Please edit these lines so that every "dirt road" becomes "gravel road", keeping everything else the same.

>> Begin SUPPLIED DATA

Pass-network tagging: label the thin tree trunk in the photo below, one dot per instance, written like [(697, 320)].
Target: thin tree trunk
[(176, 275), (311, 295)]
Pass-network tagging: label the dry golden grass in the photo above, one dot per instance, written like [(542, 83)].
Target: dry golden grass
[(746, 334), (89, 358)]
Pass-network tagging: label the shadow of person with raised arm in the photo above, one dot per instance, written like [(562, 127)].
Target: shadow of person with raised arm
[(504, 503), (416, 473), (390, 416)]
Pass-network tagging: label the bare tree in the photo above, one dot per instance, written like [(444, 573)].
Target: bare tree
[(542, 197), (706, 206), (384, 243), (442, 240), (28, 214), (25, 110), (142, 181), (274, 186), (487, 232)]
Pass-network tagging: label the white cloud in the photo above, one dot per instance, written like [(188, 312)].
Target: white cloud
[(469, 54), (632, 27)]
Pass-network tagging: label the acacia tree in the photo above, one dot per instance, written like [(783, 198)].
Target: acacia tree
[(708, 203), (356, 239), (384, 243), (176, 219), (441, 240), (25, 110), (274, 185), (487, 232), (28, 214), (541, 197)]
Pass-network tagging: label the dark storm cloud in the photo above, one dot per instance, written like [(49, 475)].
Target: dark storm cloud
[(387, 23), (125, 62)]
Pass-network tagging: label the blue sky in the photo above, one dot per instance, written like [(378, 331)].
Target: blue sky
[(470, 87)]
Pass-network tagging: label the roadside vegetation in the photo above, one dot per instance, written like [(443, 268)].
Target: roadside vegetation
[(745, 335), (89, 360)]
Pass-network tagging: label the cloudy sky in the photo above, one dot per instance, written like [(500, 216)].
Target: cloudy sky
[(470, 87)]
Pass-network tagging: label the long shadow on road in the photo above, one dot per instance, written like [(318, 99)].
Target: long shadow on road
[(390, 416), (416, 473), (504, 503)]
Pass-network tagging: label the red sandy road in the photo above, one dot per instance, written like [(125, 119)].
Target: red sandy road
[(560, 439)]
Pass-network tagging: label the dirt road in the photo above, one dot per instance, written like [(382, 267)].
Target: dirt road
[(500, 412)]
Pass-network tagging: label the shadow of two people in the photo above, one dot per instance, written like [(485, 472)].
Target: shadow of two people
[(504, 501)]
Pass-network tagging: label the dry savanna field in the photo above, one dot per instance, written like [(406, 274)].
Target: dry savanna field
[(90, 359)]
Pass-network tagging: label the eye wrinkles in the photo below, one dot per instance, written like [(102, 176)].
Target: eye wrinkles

>> End SUPPLIED DATA

REPLY »
Pass-network tagging: label the thin tree trunk in the photo below, one dot per instance, written like [(697, 320)].
Target: thin tree trunk
[(176, 275), (311, 295)]
Pass-network tagging: label the dry golden grass in the photo above, one dot per instance, written like [(542, 83)].
Target: dry golden grass
[(746, 334), (89, 358)]
Pass-network tagging: label the shadow of person with raised arm in the photo above, one dot per instance, written like [(562, 127)].
Target: shadow of person with raised arm
[(504, 503), (416, 473), (390, 416)]
Pass-network tagging: label the bare tree in the photo above, one dot per instance, written like [(444, 573)].
Target: bare tree
[(542, 197), (706, 206), (384, 243), (442, 240), (28, 214), (25, 110), (142, 181), (274, 186), (487, 232)]
Pass-network tagging: label the white cloud in the photo above, one dot per instance, written like [(188, 312)].
Target: white cloud
[(469, 54), (632, 27)]
Pass-network tagging: label the acacia tree in the photo above, one dot per instance, written like [(783, 198)].
Target: acacia tree
[(708, 203), (356, 239), (384, 243), (176, 219), (441, 240), (25, 110), (274, 185), (487, 232), (28, 214), (541, 197)]
Pass-network tagging: label the dark storm cloud in the photo above, one dot per instance, written like [(49, 475)].
Target: dark storm cloud
[(387, 23), (125, 62)]
Pass-network tagging: label the blue sky in the photo above, one dot per instance, written like [(378, 331)].
Target: blue sky
[(470, 87)]
Pass-network tagging: label the roadside vegetation in the photo above, one dot per instance, written like [(443, 268)].
Target: roadside vegetation
[(745, 335), (89, 360)]
Pass-network tagging: label the cloudy sky in the photo above, one dot per instance, written like [(500, 216)].
Target: cloudy sky
[(470, 87)]
Pass-network tagging: label the long shadow on road in the photo above, one dot per instance, written like [(318, 99)].
Target: long shadow on road
[(390, 416), (416, 473), (504, 503)]
Pass-network tagging: label the red sandy road in the photo above, one dot per instance, written like [(125, 119)].
Target: red sandy road
[(560, 439)]
Pass-network tagging: label the gravel road in the photo above, one dot per instance, written like [(382, 267)].
Target: gravel road
[(500, 412)]
Pass-network tagging: label the shadow of two people in the photo above, one dot per instance, written like [(485, 472)].
Target: shadow of two people
[(504, 501)]
Pass-network tagging: label the dry savanna field in the photo above, one dot per instance, written like [(406, 274)].
Target: dry savanna field
[(90, 359)]
Pass-network tagging: label the eye wrinkles in the photo below, one dot per instance, written like [(102, 176)].
Target: eye wrinkles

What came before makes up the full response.